** Opening Input block **

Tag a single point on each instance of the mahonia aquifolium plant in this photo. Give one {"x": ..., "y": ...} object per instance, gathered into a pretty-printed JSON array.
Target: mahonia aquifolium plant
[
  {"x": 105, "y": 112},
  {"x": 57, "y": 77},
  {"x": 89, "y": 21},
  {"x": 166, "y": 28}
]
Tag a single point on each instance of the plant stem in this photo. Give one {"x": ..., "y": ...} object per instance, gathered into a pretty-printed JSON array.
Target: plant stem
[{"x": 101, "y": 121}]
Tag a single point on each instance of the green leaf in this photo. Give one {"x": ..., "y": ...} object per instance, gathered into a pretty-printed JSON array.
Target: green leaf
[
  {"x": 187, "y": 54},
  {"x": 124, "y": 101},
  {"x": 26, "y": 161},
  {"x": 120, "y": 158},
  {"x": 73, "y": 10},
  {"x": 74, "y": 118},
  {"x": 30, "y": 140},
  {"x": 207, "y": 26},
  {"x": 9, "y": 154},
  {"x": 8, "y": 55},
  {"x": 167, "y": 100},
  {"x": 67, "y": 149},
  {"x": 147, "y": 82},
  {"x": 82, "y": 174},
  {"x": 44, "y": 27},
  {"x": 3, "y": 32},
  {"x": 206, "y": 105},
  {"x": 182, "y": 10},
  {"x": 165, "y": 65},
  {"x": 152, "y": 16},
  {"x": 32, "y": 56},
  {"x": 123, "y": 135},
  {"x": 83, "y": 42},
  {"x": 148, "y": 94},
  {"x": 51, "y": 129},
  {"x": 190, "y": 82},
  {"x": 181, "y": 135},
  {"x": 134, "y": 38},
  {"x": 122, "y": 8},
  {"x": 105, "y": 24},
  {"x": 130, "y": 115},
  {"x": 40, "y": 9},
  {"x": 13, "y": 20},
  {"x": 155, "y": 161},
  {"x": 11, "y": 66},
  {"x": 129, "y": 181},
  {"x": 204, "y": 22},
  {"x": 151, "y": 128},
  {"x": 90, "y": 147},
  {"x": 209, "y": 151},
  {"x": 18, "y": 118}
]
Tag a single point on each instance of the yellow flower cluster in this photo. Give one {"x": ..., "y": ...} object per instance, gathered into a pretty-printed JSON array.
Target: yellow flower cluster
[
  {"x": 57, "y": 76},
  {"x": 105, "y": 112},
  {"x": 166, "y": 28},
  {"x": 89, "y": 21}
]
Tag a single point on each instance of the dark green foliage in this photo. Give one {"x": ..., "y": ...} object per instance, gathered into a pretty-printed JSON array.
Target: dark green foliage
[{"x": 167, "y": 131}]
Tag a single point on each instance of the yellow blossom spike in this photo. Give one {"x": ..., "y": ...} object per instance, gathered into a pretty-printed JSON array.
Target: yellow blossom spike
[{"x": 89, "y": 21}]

** Closing Input block **

# Work instruction
Return, please, every line from the one that contains "Tag a single point on each instance of the yellow blossom" through the final line of the listing, exactly, and no others.

# Answer
Tag a single point on each instance of the yellow blossom spike in this photo. Give one {"x": ..., "y": ...} object per instance, gathered into a pretty-printed JSON array.
Target: yellow blossom spike
[{"x": 89, "y": 21}]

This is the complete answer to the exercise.